Task directions => The answer must consist of every line from the data that holds "pixels".

┌─ Information provided

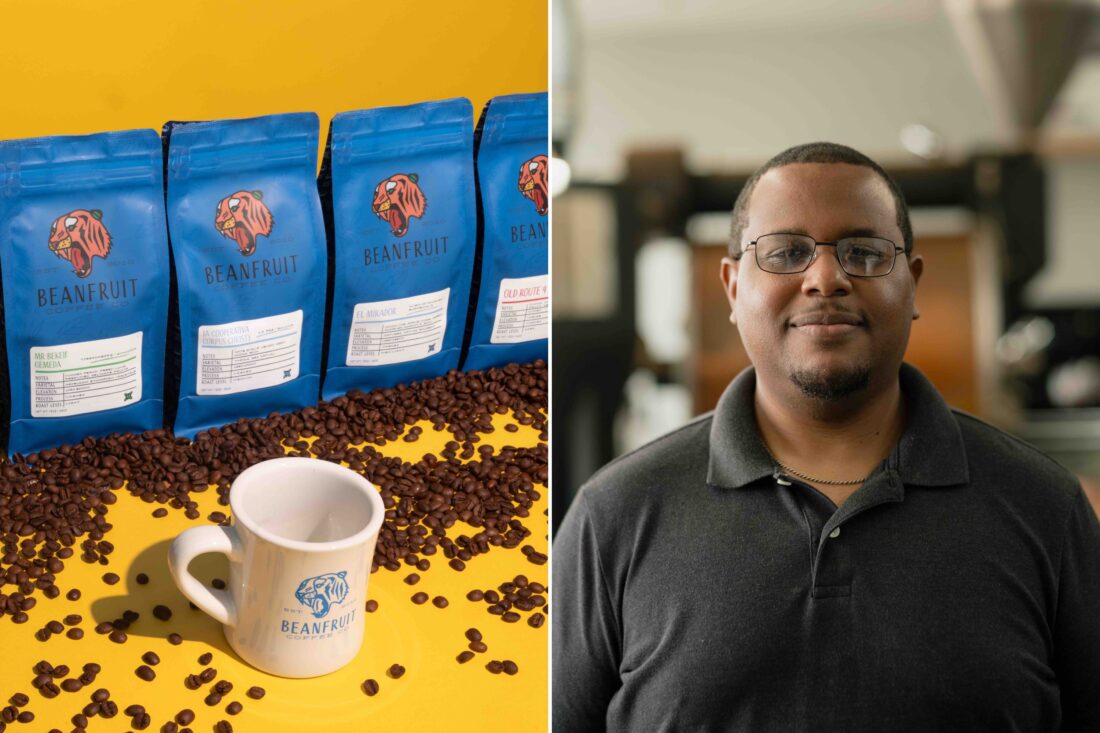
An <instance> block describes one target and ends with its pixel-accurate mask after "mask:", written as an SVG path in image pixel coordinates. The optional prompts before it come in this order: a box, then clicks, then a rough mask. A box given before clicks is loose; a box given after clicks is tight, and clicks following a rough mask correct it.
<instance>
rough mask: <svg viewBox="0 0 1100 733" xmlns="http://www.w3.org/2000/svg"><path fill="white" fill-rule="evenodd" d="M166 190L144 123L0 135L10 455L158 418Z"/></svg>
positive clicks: (125, 430)
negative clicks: (106, 128) (3, 137)
mask: <svg viewBox="0 0 1100 733" xmlns="http://www.w3.org/2000/svg"><path fill="white" fill-rule="evenodd" d="M163 196H164V188H163V183H162V172H161V141H160V138H158V136H157V134H156V132H154V131H153V130H131V131H125V132H106V133H101V134H95V135H86V136H65V138H38V139H34V140H15V141H9V142H0V273H2V278H0V280H2V284H3V298H2V302H3V325H4V333H3V338H2V339H0V342H2V344H3V348H4V350H5V352H7V358H5V359H4V360H0V361H3V363H4V366H5V368H7V371H5V373H4V374H3V379H0V381H2V382H3V386H2V387H0V391H2V392H3V397H2V398H0V402H2V407H0V409H4V411H5V412H7V413H8V414H7V415H4V416H3V418H2V419H0V426H2V428H0V429H2V430H4V431H5V433H7V434H8V435H7V448H8V452H9V453H17V452H18V453H29V452H33V451H37V450H40V449H43V448H48V447H54V446H57V445H61V444H64V442H69V444H72V442H78V441H80V440H83V439H84V438H86V437H97V436H103V435H108V434H110V433H118V431H143V430H150V429H154V428H160V427H161V425H162V416H163V386H164V344H165V322H166V320H167V303H168V247H167V232H166V231H165V222H164V198H163ZM9 397H10V400H9Z"/></svg>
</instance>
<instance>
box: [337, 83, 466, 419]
mask: <svg viewBox="0 0 1100 733" xmlns="http://www.w3.org/2000/svg"><path fill="white" fill-rule="evenodd" d="M319 186H320V188H321V190H322V193H326V194H327V198H329V200H328V203H327V206H328V207H330V211H331V214H330V241H331V247H332V261H333V263H334V274H333V277H334V282H333V287H332V304H331V326H330V328H329V349H328V360H327V370H326V374H324V387H323V392H322V394H323V396H324V398H326V400H331V398H332V397H335V396H338V395H340V394H343V393H344V392H348V391H349V390H351V389H353V387H357V389H360V390H372V389H376V387H388V386H393V385H395V384H397V383H399V382H409V381H412V380H420V379H427V378H432V376H439V375H440V374H444V373H445V372H447V371H448V370H451V369H455V368H456V366H458V365H459V357H460V354H461V350H462V339H463V336H464V330H465V319H466V307H467V304H469V298H470V278H471V275H472V272H473V259H474V239H475V232H476V228H475V227H476V225H475V208H474V207H475V204H474V182H473V108H472V106H471V105H470V101H469V100H467V99H448V100H443V101H432V102H425V103H421V105H412V106H410V107H386V108H379V109H370V110H363V111H357V112H344V113H342V114H337V116H335V117H334V118H333V120H332V125H331V128H330V131H329V145H328V152H327V154H326V164H324V165H323V166H322V171H321V177H320V180H319Z"/></svg>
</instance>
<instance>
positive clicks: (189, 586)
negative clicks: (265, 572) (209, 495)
mask: <svg viewBox="0 0 1100 733" xmlns="http://www.w3.org/2000/svg"><path fill="white" fill-rule="evenodd" d="M207 553H221V554H222V555H224V556H227V557H229V559H230V560H231V561H232V560H237V559H239V558H240V555H241V540H240V537H239V536H238V534H237V529H235V527H232V526H230V527H220V526H219V527H215V526H206V527H191V528H189V529H185V530H184V532H183V533H182V534H180V535H179V536H178V537H176V538H175V539H174V540H173V541H172V547H171V548H169V549H168V570H171V571H172V578H173V580H175V581H176V586H178V587H179V590H180V591H182V592H183V594H184V595H186V597H187V598H188V599H190V601H191V603H194V604H195V605H197V606H199V608H200V609H202V610H204V611H205V612H207V613H208V614H210V615H211V616H213V617H215V619H216V620H217V621H219V622H221V623H222V624H224V625H227V626H235V625H237V604H235V603H234V602H233V597H232V595H231V594H230V592H229V591H228V590H223V591H220V590H211V589H209V588H207V587H206V586H204V584H202V583H201V582H199V580H198V579H197V578H196V577H195V576H193V575H191V573H190V572H189V571H188V570H187V566H188V565H190V562H191V560H194V559H195V558H196V557H198V556H199V555H206V554H207Z"/></svg>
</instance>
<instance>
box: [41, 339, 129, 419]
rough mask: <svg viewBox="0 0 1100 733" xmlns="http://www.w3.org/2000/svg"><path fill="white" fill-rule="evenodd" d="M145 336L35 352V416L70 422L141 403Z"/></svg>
mask: <svg viewBox="0 0 1100 733" xmlns="http://www.w3.org/2000/svg"><path fill="white" fill-rule="evenodd" d="M141 338H142V332H141V331H138V332H136V333H130V335H129V336H119V337H117V338H111V339H98V340H96V341H78V342H76V343H63V344H61V346H50V347H31V416H32V417H68V416H70V415H84V414H85V413H98V412H99V411H102V409H113V408H116V407H125V406H127V405H133V404H136V403H139V402H141Z"/></svg>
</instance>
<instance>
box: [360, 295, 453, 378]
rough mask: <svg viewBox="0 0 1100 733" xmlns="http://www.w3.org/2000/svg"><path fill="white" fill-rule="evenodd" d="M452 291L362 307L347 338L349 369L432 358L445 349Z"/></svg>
mask: <svg viewBox="0 0 1100 733" xmlns="http://www.w3.org/2000/svg"><path fill="white" fill-rule="evenodd" d="M450 296H451V288H449V287H447V288H443V289H442V291H437V292H434V293H425V294H423V295H414V296H411V297H407V298H397V299H394V300H376V302H374V303H359V304H356V305H355V309H354V311H353V313H352V318H351V335H350V336H349V338H348V360H346V363H348V365H349V366H378V365H381V364H396V363H399V362H403V361H416V360H417V359H425V358H427V357H433V355H436V354H437V353H439V352H440V349H441V348H442V346H443V333H444V332H445V331H447V302H448V299H449V298H450Z"/></svg>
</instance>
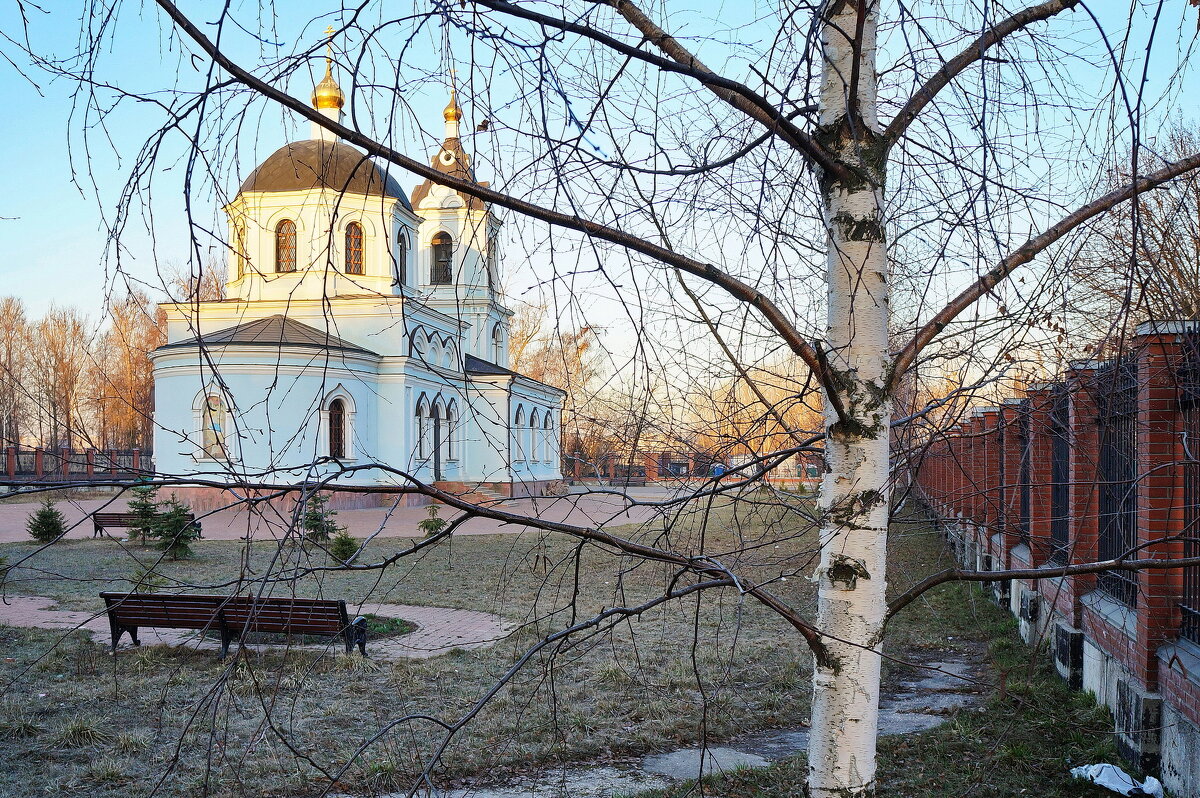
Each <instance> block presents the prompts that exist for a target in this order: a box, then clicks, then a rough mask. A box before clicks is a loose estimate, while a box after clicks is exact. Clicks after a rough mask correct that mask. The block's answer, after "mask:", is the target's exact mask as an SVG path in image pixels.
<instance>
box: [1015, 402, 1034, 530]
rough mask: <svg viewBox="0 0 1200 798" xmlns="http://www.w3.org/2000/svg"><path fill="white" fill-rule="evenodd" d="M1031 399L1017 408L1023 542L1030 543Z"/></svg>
mask: <svg viewBox="0 0 1200 798" xmlns="http://www.w3.org/2000/svg"><path fill="white" fill-rule="evenodd" d="M1030 412H1031V408H1030V400H1021V403H1020V406H1018V410H1016V427H1018V440H1019V443H1020V445H1021V467H1020V468H1021V473H1020V474H1019V475H1018V478H1016V479H1018V482H1019V485H1018V490H1020V492H1021V493H1020V504H1021V526H1020V532H1021V542H1022V544H1025V545H1026V546H1028V545H1030V521H1031V516H1032V514H1033V502H1032V492H1033V485H1032V481H1033V434H1032V430H1031V428H1030Z"/></svg>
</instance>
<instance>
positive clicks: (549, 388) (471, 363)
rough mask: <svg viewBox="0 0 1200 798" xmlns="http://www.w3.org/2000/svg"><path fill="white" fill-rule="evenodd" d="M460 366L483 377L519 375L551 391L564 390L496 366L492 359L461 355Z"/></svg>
mask: <svg viewBox="0 0 1200 798" xmlns="http://www.w3.org/2000/svg"><path fill="white" fill-rule="evenodd" d="M462 367H463V371H466V372H467V373H468V374H481V376H485V377H520V378H521V379H528V380H529V382H530V383H538V384H539V385H544V386H546V388H548V389H550V390H552V391H558V392H559V394H565V392H566V391H564V390H563V389H560V388H554V386H553V385H551V384H550V383H544V382H541V380H540V379H534V378H533V377H526V376H524V374H522V373H521V372H517V371H512V370H511V368H505V367H504V366H497V365H496V364H493V362H492V361H490V360H484V359H482V358H476V356H475V355H463V359H462Z"/></svg>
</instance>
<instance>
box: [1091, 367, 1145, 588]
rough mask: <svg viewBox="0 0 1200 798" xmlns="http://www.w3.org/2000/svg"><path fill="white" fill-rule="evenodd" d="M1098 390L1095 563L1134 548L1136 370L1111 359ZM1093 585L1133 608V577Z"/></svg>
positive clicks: (1134, 523) (1137, 580) (1113, 576)
mask: <svg viewBox="0 0 1200 798" xmlns="http://www.w3.org/2000/svg"><path fill="white" fill-rule="evenodd" d="M1096 376H1097V380H1098V384H1099V385H1098V386H1099V402H1098V404H1099V408H1098V409H1099V413H1098V419H1097V422H1098V425H1099V430H1098V432H1099V442H1100V451H1099V493H1100V496H1099V511H1100V517H1099V527H1100V528H1099V540H1098V541H1097V544H1098V546H1097V547H1098V550H1099V551H1098V553H1099V557H1100V559H1114V558H1117V557H1123V556H1124V554H1127V553H1128V552H1129V551H1130V550H1132V548H1133V547H1134V546H1136V544H1138V370H1136V366H1135V365H1134V364H1130V362H1128V361H1117V362H1114V364H1110V365H1108V366H1105V367H1103V368H1099V370H1097V373H1096ZM1097 587H1099V589H1100V590H1103V592H1105V593H1108V594H1109V595H1110V596H1112V598H1114V599H1116V600H1117V601H1120V602H1122V604H1124V605H1127V606H1130V607H1134V606H1136V604H1138V577H1136V575H1134V574H1132V572H1129V571H1115V572H1109V574H1100V575H1099V577H1097Z"/></svg>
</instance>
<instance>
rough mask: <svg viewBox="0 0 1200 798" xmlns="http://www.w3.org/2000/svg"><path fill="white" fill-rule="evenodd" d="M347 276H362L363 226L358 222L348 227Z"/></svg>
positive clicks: (347, 232) (346, 242)
mask: <svg viewBox="0 0 1200 798" xmlns="http://www.w3.org/2000/svg"><path fill="white" fill-rule="evenodd" d="M346 274H348V275H361V274H362V226H361V224H359V223H358V222H350V223H349V224H347V226H346Z"/></svg>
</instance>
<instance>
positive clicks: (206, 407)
mask: <svg viewBox="0 0 1200 798" xmlns="http://www.w3.org/2000/svg"><path fill="white" fill-rule="evenodd" d="M226 415H227V414H226V409H224V401H223V400H222V398H221V396H220V395H218V394H209V395H208V396H205V397H204V412H203V418H202V424H203V426H204V430H203V442H202V446H203V448H204V456H205V457H209V458H211V460H226V458H227V455H226V424H227V422H226Z"/></svg>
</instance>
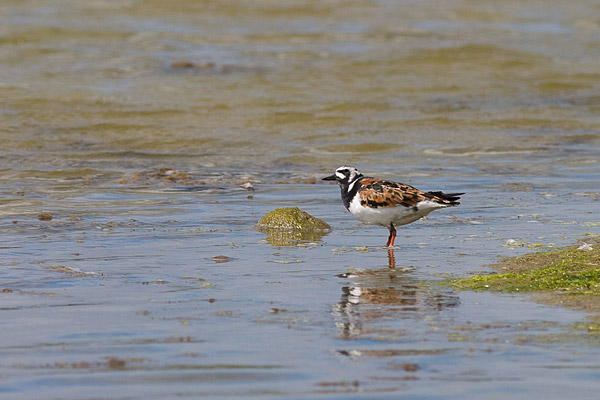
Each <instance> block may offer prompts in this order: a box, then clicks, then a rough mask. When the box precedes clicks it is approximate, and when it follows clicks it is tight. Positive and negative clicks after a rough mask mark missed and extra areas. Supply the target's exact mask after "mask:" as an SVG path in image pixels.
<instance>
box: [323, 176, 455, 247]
mask: <svg viewBox="0 0 600 400" xmlns="http://www.w3.org/2000/svg"><path fill="white" fill-rule="evenodd" d="M323 180H324V181H336V182H337V183H338V185H340V189H341V190H342V201H343V202H344V206H346V208H347V209H348V211H350V213H351V214H352V215H353V216H354V217H355V218H356V219H358V220H359V221H361V222H363V223H365V224H371V225H381V226H385V227H386V228H388V229H389V231H390V236H389V237H388V241H387V243H386V244H385V245H386V246H388V247H392V246H394V240H395V239H396V228H395V227H396V226H400V225H406V224H410V223H411V222H415V221H416V220H418V219H420V218H423V217H424V216H426V215H427V214H429V213H430V212H432V211H433V210H437V209H438V208H446V207H451V206H457V205H459V204H460V203H459V202H458V201H457V200H458V199H459V198H460V197H459V196H460V195H463V194H464V193H443V192H424V191H422V190H419V189H416V188H414V187H412V186H410V185H406V184H404V183H398V182H393V181H386V180H384V179H379V178H369V177H365V176H363V174H361V173H360V172H358V170H357V169H356V168H354V167H349V166H342V167H339V168H338V169H336V170H335V174H333V175H330V176H327V177H325V178H323Z"/></svg>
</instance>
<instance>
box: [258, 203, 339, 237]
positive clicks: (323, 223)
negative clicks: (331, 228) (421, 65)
mask: <svg viewBox="0 0 600 400" xmlns="http://www.w3.org/2000/svg"><path fill="white" fill-rule="evenodd" d="M256 229H257V230H258V231H260V232H263V233H265V234H266V235H267V241H268V242H269V243H270V244H272V245H275V246H289V245H293V244H295V243H297V242H302V241H317V240H320V239H321V237H322V236H323V235H326V234H327V233H329V232H330V231H331V226H329V224H327V223H326V222H325V221H323V220H321V219H319V218H316V217H313V216H312V215H310V214H309V213H307V212H306V211H303V210H301V209H300V208H298V207H282V208H276V209H275V210H273V211H271V212H270V213H268V214H266V215H265V216H264V217H262V218H261V219H260V220H259V221H258V223H257V224H256Z"/></svg>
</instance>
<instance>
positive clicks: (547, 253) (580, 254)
mask: <svg viewBox="0 0 600 400" xmlns="http://www.w3.org/2000/svg"><path fill="white" fill-rule="evenodd" d="M599 265H600V239H594V240H593V241H592V242H591V244H587V243H586V244H585V246H579V245H575V246H570V247H565V248H562V249H554V250H552V251H546V252H536V253H530V254H525V255H522V256H517V257H508V258H505V259H504V260H502V261H501V262H499V263H497V264H493V265H491V267H492V268H493V269H495V270H497V271H500V273H494V274H485V275H474V276H470V277H467V278H459V279H450V280H447V281H445V282H444V283H445V284H446V285H450V286H451V287H453V288H454V289H456V290H475V291H484V290H486V291H494V292H504V293H533V294H537V295H538V296H537V297H536V299H538V300H539V301H540V302H542V303H545V304H559V305H563V306H567V307H572V308H576V309H581V310H584V311H591V312H596V313H597V312H600V267H599Z"/></svg>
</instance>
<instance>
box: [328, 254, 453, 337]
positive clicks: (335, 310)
mask: <svg viewBox="0 0 600 400" xmlns="http://www.w3.org/2000/svg"><path fill="white" fill-rule="evenodd" d="M388 257H389V265H388V266H387V268H381V269H375V270H365V271H362V272H356V273H348V274H341V275H339V277H342V278H346V279H348V281H349V282H348V283H349V285H347V286H344V287H343V288H342V298H341V300H340V302H339V303H337V304H336V305H334V309H333V314H334V318H335V322H336V326H337V329H338V333H339V335H340V337H341V338H343V339H357V338H360V337H364V336H365V335H368V334H371V333H375V332H376V331H378V330H380V329H381V324H380V322H385V320H388V319H390V320H391V321H398V320H401V319H408V318H418V319H421V318H423V317H425V316H426V315H431V314H432V313H437V312H440V311H441V310H443V309H444V308H448V307H455V306H457V305H458V297H457V296H456V295H454V294H453V292H452V291H451V290H450V289H445V288H441V287H438V286H436V285H432V284H428V283H427V282H426V281H422V280H419V279H418V278H416V277H415V276H414V275H415V274H414V273H413V271H414V268H395V259H394V251H393V250H392V249H390V250H388ZM395 326H396V325H394V327H395ZM393 329H394V328H392V330H393Z"/></svg>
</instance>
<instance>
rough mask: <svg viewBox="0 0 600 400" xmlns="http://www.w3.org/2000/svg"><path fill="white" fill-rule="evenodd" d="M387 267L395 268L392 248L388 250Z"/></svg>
mask: <svg viewBox="0 0 600 400" xmlns="http://www.w3.org/2000/svg"><path fill="white" fill-rule="evenodd" d="M388 267H390V268H396V259H395V258H394V248H393V247H390V248H388Z"/></svg>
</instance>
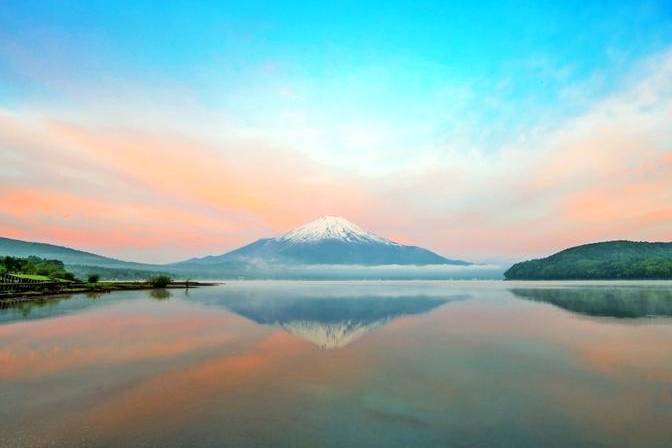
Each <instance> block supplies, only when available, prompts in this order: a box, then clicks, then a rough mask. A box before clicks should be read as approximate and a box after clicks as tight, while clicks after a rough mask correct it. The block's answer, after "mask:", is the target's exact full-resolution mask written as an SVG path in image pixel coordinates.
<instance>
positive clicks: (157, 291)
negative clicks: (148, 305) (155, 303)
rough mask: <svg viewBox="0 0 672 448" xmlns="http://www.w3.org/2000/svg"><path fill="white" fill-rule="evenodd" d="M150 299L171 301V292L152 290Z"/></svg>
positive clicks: (167, 290) (162, 289)
mask: <svg viewBox="0 0 672 448" xmlns="http://www.w3.org/2000/svg"><path fill="white" fill-rule="evenodd" d="M149 297H151V298H152V299H154V300H167V299H170V291H168V290H167V289H152V290H150V291H149Z"/></svg>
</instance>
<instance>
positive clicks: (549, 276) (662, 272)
mask: <svg viewBox="0 0 672 448" xmlns="http://www.w3.org/2000/svg"><path fill="white" fill-rule="evenodd" d="M504 278H506V279H507V280H618V279H626V280H648V279H650V280H666V279H672V243H646V242H634V241H607V242H604V243H594V244H585V245H583V246H576V247H572V248H570V249H565V250H563V251H561V252H558V253H556V254H553V255H551V256H550V257H546V258H541V259H537V260H529V261H524V262H522V263H516V264H514V265H513V266H511V268H509V270H507V271H506V272H505V273H504Z"/></svg>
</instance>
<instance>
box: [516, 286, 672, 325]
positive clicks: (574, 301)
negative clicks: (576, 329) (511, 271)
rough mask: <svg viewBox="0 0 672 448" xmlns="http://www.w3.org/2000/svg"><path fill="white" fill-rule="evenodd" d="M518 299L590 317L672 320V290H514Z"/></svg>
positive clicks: (648, 287) (655, 289)
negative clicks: (551, 304)
mask: <svg viewBox="0 0 672 448" xmlns="http://www.w3.org/2000/svg"><path fill="white" fill-rule="evenodd" d="M510 291H511V292H512V293H513V294H514V295H515V296H516V297H518V298H521V299H525V300H531V301H535V302H545V303H550V304H552V305H555V306H557V307H560V308H563V309H566V310H569V311H572V312H575V313H580V314H585V315H589V316H603V317H616V318H640V317H653V316H672V289H670V288H656V287H612V288H609V287H607V288H604V287H582V288H548V289H541V288H514V289H511V290H510Z"/></svg>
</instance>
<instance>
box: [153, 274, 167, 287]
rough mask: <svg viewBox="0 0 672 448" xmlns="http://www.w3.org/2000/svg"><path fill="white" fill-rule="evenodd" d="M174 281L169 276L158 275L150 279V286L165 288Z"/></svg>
mask: <svg viewBox="0 0 672 448" xmlns="http://www.w3.org/2000/svg"><path fill="white" fill-rule="evenodd" d="M172 281H173V280H172V279H171V278H170V277H168V276H167V275H156V276H154V277H152V278H150V279H149V284H150V285H152V287H153V288H165V287H166V286H168V285H169V284H170V282H172Z"/></svg>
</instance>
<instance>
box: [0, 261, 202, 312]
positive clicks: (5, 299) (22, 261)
mask: <svg viewBox="0 0 672 448" xmlns="http://www.w3.org/2000/svg"><path fill="white" fill-rule="evenodd" d="M0 275H2V277H1V278H2V281H1V282H0V303H7V302H8V301H24V300H35V299H39V297H42V296H47V295H54V294H67V293H81V292H86V293H101V292H111V291H125V290H140V289H157V290H158V289H166V288H190V287H198V286H205V285H209V284H206V283H198V282H192V281H184V282H175V281H173V279H172V278H171V277H170V276H168V275H164V274H158V275H156V274H155V275H152V276H151V277H149V278H146V279H145V280H144V281H105V282H101V281H100V275H99V274H97V273H90V274H88V275H87V276H86V279H87V281H82V280H80V279H78V278H77V277H76V276H75V275H74V274H73V273H71V272H68V271H67V270H66V269H65V266H64V264H63V262H61V261H60V260H46V259H43V258H39V257H32V256H31V257H26V258H19V257H10V256H7V257H0Z"/></svg>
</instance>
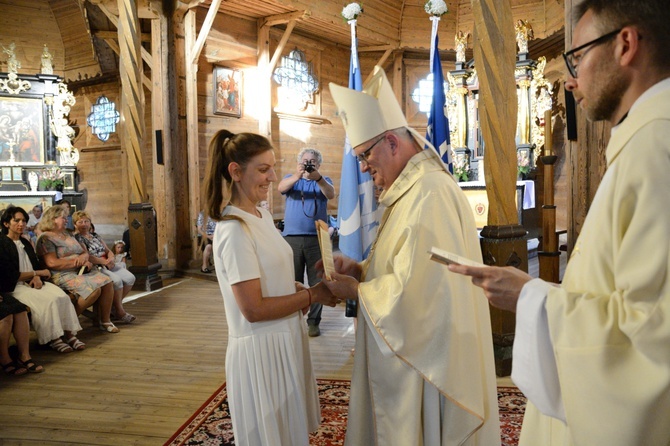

└─

Solution =>
Each <instance> block presents the prompts that exist for a target in this order: a box, then clicks, then a rough mask. A box before clicks is a loose estimate, while a box after clicks is exact. Clicks after a rough mask correct that mask. The block's answer, after "mask:", is the target's exact mask as an SVG path in image pixels.
Each <instance> block may offer prompts in this order: a box, then clicks, then a rough mask. When the box precedes clicks it is approximate, and when it follows clicks it is tight. Positive and negative clicks after a rough mask mark missed and extra areas. Supply the target's exact mask after "mask:" as an SVG path in image pixels.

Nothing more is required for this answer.